TASK INSTRUCTIONS:
**A.** In the stock exchange notes, please rewrite the passage from "11.List the few" to "for registration .", renaming "registration" as "enrollment".
**B.** Name every function of stock exchanges listed in the stock exchange notes.
**C.** According to the stock exchange notes, when did internet trading start in India?

TEXT BLOCK:
§ §

11.List the few Functions Of Stock Exchanges
Ø Maintains active trading
Ø Fixation of prices
Ø Ensures safe and fair dealing
Ø Aids in financing the industry
Ø Dissemination of information
Ø Performance inducer
Ø Self – regulating organisation
12.Brokers
A member/broker registered with the recognised stock exchange has to apply to the sebi for registration. Likewise a sub-broker even though he is registered with the stock exchange should apply to SEBI for registration .
13.Online trading:
The net is used as a medium of trading in internet trading. Orders are communicated to the stock exchange through website. Internet trading started in India on 1st April 2000 with 79 members seeking permission for online
trading. The SEBI committees on internet based securities trading services has allowed the net to be used as an
Order Routin System (ORS) through registered stock brokers on behalf of their clients for execution of transaction.
- The client has to enter stock code and other parameters such as quantity and price of the scrip on the place order window.

§ §

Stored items
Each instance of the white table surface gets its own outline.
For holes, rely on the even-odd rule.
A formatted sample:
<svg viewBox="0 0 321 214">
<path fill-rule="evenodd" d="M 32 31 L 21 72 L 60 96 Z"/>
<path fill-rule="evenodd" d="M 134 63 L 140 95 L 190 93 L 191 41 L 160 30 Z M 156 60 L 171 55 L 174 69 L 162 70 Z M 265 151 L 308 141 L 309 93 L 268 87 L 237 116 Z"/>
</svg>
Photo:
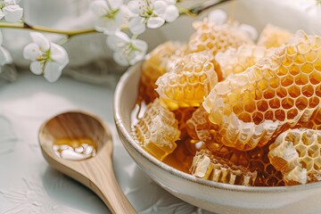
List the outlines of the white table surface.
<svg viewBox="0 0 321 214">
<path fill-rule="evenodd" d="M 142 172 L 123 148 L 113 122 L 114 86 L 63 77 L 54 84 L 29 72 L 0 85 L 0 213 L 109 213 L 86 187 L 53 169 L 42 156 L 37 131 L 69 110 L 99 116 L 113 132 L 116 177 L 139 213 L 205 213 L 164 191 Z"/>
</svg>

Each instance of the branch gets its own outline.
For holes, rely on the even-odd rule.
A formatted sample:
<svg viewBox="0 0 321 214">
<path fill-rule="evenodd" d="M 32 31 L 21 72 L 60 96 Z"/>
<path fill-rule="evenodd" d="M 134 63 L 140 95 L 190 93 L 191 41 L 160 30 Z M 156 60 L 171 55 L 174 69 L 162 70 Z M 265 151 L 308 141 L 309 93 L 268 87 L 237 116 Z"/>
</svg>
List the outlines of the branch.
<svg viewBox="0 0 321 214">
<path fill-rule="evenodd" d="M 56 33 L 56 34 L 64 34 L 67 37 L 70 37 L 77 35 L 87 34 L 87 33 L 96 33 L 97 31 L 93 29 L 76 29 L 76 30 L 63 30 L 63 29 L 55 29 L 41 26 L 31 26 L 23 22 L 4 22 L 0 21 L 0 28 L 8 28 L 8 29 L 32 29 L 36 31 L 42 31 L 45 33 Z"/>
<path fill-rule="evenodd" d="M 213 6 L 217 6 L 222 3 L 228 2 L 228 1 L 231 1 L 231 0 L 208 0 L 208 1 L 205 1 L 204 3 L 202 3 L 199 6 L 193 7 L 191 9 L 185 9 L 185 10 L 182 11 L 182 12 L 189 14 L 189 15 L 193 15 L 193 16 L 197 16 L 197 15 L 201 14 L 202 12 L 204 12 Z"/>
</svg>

§ §

ANSWERS TO THE PROBLEMS:
**A.**
11.List the few Functions Of Stock Exchanges
Ø Maintains active trading
Ø Fixation of prices
Ø Ensures safe and fair dealing
Ø Aids in financing the industry
Ø Dissemination of information
Ø Performance inducer
Ø Self – regulating organisation
12.Brokers
A member/broker registered with the recognised stock exchange has to apply to the sebi for enrollment. Likewise a sub-broker even though he is registered with the stock exchange should apply to SEBI for enrollment .

**B.**
Maintains active trading
Fixation of prices
Ensures safe and fair dealing
Aids in financing the industry
Dissemination of information
Performance inducer
Self – regulating organisation

**C.** On 1st April 2000.